We are going to compute the predictive distribution for circuit “Americas”
avg = bayes.model[,1] + bayes.model[,2] # 1 corresponds to albert-park, 2 to americas circuit and so on.
america_circuit = rnorm(length(bayes.model[,1]), mean = mean(avg), sd = sd(avg)) # Predictive Distribution
hist(america_circuit, col = "darkgreen", main = "Predictive distribution for America Circuit", xlab = "Time (ms)")
mean(america_circuit)
## [1] 25089.89
# This is a predictive interval:
quantile(america_circuit, c(0.025, 0.975)) # It is going to be much width-er than the average.
## 2.5% 97.5%
## 24787.26 25390.28
This is the predicted distribution generating the samples with normal distribution and using MCMCregress.
We are going to compute the predictive distribution for circuit “Imola”
avg = bayes.model[,1] + bayes.model[,9] # 1 corresponds to albert-park, 2 to americas circuit, 3 for Bahrain...
circuit = rnorm(length(bayes.model[,1]), mean = mean(avg), sd = sd(avg)) # Predictive Distribution
# This is a predictive interval:
quantile(circuit, c(0.025, 0.975)) # It is going to be much width-er than the average.
## 2.5% 97.5%
## 30548.63 31811.03
mean(circuit)
## [1] 31177.83
hist(circuit, col = "darkgreen", main = "Predictive distribution for Imola Circuit", xlab = "Time (ms)")
I have chosen this circuit because the value of the Beta that
corresponds to it is quite high meaning that the milliseconds times are
going to be different.
Now let?s get a predicted value using as posterior distribution a Normal.
bayes.model <- MCMCregress(milliseconds ~ circuitRef, data=data, burnin= 1000, nitt = 12000, thin= 10)

▶ [DATA ENTRIES]
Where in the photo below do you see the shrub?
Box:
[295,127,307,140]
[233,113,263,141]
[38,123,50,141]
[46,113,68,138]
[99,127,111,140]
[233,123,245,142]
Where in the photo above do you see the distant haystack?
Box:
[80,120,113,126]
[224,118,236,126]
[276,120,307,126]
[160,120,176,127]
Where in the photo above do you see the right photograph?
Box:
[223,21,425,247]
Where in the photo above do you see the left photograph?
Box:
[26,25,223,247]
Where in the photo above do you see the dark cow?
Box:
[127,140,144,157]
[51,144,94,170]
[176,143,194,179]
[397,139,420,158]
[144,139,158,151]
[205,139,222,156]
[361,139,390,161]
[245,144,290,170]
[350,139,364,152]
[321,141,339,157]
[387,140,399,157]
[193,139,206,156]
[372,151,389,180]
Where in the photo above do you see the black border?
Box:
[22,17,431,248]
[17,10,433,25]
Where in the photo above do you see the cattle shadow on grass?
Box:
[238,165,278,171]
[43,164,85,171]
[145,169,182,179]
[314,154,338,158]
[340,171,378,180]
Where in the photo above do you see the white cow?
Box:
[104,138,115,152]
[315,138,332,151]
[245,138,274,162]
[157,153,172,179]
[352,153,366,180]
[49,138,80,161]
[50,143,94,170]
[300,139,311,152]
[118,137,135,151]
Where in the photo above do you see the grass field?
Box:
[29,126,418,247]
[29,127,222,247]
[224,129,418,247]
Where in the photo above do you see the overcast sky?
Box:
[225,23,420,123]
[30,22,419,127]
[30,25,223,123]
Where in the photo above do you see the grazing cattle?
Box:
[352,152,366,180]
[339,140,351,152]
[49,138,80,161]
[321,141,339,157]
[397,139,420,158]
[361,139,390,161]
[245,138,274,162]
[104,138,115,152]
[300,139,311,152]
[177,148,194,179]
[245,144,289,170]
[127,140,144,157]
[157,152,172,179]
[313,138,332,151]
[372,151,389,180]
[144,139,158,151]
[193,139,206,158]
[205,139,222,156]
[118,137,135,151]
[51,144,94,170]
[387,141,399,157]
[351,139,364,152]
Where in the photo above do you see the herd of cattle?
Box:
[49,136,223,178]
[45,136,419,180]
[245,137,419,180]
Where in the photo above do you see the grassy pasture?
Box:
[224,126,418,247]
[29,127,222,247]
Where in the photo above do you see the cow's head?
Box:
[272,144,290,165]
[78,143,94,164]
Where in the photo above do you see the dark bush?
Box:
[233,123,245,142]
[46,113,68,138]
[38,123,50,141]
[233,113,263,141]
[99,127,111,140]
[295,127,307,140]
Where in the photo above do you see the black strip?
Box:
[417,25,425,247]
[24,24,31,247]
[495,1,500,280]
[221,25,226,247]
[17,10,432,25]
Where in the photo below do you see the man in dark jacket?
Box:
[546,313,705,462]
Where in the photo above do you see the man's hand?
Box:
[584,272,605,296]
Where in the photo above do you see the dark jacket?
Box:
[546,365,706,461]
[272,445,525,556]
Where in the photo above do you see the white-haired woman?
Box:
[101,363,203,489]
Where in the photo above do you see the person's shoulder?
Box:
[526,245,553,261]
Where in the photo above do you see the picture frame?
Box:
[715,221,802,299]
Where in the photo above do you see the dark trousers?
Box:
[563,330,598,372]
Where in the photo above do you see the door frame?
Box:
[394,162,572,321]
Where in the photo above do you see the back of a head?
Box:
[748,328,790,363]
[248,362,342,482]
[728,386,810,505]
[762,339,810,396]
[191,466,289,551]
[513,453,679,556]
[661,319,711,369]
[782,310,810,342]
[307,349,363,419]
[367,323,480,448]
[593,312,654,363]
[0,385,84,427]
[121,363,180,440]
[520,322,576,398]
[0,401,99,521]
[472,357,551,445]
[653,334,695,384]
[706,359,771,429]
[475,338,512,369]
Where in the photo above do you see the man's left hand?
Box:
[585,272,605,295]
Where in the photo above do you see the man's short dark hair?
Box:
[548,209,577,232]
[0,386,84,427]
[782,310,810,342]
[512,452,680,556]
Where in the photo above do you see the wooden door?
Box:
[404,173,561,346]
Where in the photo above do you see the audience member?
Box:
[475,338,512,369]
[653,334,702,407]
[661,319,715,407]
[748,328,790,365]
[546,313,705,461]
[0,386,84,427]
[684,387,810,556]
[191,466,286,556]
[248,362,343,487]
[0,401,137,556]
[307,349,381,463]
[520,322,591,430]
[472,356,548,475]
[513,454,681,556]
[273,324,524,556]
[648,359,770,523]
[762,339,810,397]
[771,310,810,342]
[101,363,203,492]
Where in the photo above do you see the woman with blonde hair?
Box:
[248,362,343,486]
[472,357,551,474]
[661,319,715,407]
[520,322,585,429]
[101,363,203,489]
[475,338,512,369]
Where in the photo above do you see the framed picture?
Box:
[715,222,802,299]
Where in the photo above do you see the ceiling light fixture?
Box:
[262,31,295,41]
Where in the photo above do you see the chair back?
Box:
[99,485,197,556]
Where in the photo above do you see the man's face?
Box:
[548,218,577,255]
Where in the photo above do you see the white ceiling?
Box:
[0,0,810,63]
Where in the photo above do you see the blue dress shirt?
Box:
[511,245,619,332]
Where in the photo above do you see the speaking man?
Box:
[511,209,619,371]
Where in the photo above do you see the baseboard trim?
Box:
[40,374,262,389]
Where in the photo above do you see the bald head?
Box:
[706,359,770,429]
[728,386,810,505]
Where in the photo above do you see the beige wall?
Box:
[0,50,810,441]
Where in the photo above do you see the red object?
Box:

▶ [PROBLEMS]
1 – How would you translate this sentence from the predictive-distribution text into Spanish: "This is the predicted distribution generating the samples with normal distribution and using MCMCregress."
2 – Can you express the entries, from their first line through the line that contains "[26,25,223,247]", as a Markdown table with the columns Row and Line, numbering each line and leaving out blank lines?
The text and the entries have nothing to do with each other.

▶ [EXPECTED OUTPUTS]
1 – Esta es la distribución predicha que genera las muestras con distribución normal y usando MCMCregress.

2 –
| Row | Line |
|---|---|
| 1 | Where in the photo below do you see the shrub? |
| 2 | Box: |
| 3 | [295,127,307,140] |
| 4 | [233,113,263,141] |
| 5 | [38,123,50,141] |
| 6 | [46,113,68,138] |
| 7 | [99,127,111,140] |
| 8 | [233,123,245,142] |
| 9 | Where in the photo above do you see the distant haystack? |
| 10 | Box: |
| 11 | [80,120,113,126] |
| 12 | [224,118,236,126] |
| 13 | [276,120,307,126] |
| 14 | [160,120,176,127] |
| 15 | Where in the photo above do you see the right photograph? |
| 16 | Box: |
| 17 | [223,21,425,247] |
| 18 | Where in the photo above do you see the left photograph? |
| 19 | Box: |
| 20 | [26,25,223,247] |